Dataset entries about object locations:
● ● ● ●

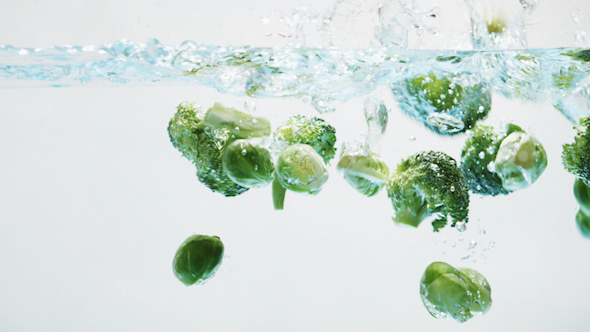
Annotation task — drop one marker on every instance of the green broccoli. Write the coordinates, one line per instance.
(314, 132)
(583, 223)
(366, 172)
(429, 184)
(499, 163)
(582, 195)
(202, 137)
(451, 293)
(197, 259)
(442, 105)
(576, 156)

● ● ● ●

• **PROBLEM**: Copy every entry above character for character, leaving out the pictures.

• **CORRECT ANSWER**:
Annotation task — drop one marker on every instance of the green broccoli. Write the coordinates, one line per instance.
(314, 132)
(583, 223)
(366, 172)
(429, 184)
(499, 163)
(582, 195)
(202, 137)
(451, 293)
(197, 259)
(442, 105)
(576, 156)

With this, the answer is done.